Nothing outside the range is wanted. Repeat exactly the lines below from the one with "positive clicks: (565, 572)" through the one with "rough mask: <svg".

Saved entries
--------------------
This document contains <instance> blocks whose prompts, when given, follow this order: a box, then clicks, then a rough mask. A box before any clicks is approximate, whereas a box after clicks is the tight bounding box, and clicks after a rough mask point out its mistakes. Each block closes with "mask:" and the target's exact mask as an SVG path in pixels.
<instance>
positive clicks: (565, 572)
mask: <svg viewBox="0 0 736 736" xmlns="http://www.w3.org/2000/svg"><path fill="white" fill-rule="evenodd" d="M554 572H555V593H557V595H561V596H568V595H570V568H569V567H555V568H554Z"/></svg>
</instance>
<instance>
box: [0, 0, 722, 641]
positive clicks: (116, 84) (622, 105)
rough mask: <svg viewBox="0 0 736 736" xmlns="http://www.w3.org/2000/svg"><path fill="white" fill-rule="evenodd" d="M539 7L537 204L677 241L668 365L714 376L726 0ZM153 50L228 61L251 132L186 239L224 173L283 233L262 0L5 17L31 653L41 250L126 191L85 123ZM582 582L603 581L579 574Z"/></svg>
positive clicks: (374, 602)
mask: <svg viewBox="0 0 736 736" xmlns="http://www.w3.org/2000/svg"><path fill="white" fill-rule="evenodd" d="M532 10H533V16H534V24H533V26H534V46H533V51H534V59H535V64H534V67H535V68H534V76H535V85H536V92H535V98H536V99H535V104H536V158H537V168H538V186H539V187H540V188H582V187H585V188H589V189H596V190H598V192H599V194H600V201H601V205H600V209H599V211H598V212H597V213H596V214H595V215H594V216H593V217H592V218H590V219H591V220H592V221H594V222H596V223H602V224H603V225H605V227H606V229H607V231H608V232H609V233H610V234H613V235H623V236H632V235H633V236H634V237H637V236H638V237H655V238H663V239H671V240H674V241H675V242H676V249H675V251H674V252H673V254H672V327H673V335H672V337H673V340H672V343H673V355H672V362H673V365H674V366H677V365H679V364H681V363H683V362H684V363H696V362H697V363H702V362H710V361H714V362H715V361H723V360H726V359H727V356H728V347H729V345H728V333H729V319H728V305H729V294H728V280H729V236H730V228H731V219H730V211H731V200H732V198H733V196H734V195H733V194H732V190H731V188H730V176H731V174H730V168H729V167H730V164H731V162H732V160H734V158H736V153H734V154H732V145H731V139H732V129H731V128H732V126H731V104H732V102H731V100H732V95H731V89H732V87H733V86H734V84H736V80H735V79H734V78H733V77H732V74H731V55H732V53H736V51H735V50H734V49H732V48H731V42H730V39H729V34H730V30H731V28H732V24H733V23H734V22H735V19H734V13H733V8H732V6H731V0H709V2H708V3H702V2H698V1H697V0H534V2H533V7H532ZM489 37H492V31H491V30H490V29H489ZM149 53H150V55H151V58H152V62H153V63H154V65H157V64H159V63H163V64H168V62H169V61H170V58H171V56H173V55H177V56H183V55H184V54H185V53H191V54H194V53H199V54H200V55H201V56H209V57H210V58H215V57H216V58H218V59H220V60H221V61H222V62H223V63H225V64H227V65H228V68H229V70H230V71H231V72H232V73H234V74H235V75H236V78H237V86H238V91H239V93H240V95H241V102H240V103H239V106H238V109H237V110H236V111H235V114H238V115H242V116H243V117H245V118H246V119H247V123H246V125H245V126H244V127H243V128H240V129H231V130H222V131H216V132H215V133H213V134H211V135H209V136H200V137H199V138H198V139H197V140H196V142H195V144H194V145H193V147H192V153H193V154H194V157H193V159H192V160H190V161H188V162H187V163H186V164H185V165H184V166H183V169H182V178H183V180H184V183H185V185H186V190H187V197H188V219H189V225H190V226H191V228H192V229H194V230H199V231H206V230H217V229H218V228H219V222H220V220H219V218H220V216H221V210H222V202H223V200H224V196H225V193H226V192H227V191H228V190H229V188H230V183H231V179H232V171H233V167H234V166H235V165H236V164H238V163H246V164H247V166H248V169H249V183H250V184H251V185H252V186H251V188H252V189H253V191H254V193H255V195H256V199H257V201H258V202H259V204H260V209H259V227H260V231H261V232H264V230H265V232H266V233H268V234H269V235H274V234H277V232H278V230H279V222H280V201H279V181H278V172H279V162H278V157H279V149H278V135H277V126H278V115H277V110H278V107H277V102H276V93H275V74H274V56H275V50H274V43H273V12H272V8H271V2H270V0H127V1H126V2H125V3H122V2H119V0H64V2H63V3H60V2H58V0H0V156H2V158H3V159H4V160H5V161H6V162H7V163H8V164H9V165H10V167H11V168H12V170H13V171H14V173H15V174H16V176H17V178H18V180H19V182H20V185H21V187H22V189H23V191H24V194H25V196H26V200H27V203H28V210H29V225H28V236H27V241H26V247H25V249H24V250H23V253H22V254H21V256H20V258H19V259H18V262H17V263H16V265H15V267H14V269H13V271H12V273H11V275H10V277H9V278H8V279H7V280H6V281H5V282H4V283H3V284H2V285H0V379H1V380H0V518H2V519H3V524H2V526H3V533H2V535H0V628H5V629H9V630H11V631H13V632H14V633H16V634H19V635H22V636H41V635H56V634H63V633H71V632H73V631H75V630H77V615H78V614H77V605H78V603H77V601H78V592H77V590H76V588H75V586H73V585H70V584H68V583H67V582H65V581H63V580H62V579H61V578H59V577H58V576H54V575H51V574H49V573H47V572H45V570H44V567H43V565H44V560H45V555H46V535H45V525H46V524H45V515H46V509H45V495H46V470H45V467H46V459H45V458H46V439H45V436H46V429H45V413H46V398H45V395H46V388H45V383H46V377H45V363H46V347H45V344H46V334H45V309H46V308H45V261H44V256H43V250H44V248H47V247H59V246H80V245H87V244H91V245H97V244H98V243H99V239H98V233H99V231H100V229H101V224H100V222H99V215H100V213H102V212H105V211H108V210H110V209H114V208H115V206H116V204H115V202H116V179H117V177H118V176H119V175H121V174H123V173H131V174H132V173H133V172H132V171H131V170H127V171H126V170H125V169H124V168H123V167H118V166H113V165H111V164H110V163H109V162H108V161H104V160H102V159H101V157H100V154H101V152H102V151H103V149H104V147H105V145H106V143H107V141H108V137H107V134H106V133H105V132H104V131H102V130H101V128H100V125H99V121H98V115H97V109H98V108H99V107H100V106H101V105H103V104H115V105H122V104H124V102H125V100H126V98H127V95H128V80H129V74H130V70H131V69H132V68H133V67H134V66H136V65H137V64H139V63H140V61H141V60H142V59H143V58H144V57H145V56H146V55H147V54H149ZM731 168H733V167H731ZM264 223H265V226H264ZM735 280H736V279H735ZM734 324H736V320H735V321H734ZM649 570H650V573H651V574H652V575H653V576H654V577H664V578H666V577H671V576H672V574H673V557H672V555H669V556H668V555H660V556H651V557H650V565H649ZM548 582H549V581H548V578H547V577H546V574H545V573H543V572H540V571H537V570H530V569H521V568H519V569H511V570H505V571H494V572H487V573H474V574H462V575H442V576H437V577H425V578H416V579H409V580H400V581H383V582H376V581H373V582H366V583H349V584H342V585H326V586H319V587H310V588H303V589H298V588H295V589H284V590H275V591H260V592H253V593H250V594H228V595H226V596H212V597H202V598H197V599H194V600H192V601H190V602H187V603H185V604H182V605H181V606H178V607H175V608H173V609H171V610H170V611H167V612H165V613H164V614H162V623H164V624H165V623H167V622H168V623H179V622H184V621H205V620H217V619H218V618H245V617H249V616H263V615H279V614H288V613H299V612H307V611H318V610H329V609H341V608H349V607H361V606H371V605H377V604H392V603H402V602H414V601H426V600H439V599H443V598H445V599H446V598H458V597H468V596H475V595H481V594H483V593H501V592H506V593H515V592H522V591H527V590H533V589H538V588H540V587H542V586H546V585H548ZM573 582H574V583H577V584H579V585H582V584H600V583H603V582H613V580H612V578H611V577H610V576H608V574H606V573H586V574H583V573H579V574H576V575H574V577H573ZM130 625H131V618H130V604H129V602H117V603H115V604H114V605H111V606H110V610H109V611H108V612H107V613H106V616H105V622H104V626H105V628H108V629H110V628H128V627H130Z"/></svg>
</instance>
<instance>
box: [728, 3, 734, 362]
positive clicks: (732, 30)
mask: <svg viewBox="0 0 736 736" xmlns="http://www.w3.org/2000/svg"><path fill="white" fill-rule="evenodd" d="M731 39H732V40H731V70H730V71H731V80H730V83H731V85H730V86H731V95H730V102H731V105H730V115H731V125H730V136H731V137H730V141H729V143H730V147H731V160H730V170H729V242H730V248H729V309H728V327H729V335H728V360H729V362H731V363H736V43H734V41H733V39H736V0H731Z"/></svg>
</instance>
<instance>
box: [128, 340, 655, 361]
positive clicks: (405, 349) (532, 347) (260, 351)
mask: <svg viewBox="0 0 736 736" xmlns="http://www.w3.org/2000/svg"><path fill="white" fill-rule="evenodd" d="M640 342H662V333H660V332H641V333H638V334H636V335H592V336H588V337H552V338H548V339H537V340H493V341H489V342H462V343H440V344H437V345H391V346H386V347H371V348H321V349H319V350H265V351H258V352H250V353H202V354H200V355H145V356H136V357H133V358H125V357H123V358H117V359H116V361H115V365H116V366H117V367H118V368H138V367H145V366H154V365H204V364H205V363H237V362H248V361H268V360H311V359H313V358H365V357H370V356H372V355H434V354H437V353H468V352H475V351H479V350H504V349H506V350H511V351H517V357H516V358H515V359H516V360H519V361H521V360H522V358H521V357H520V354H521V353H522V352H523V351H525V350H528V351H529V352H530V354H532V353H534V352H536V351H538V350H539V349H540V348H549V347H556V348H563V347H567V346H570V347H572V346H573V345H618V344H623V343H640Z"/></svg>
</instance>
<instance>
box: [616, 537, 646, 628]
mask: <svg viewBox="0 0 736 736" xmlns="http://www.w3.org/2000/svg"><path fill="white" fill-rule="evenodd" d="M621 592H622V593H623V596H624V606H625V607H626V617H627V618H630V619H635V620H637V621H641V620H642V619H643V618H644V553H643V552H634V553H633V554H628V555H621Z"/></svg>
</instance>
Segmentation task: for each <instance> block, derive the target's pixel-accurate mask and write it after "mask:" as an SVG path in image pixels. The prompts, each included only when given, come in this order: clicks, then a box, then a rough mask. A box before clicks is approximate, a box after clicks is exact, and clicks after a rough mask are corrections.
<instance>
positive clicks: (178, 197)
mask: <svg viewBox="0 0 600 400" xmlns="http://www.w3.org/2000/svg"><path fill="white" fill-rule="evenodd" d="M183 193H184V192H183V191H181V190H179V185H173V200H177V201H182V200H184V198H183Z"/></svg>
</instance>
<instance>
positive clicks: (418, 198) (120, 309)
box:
--------------------
**OUTPUT BELOW:**
positive clicks: (565, 572)
mask: <svg viewBox="0 0 736 736" xmlns="http://www.w3.org/2000/svg"><path fill="white" fill-rule="evenodd" d="M554 572H555V593H557V595H561V596H568V595H570V568H569V567H555V568H554Z"/></svg>
</instance>
<instance>
box: [0, 0, 722, 641]
positive clicks: (116, 84) (622, 105)
rough mask: <svg viewBox="0 0 736 736" xmlns="http://www.w3.org/2000/svg"><path fill="white" fill-rule="evenodd" d="M539 7L537 204L677 241L668 365L714 376L726 0ZM153 50L228 61L251 132L186 239L224 173L283 233L262 0L5 17L31 653L41 250L126 191L85 123ZM582 582L603 581L579 574Z"/></svg>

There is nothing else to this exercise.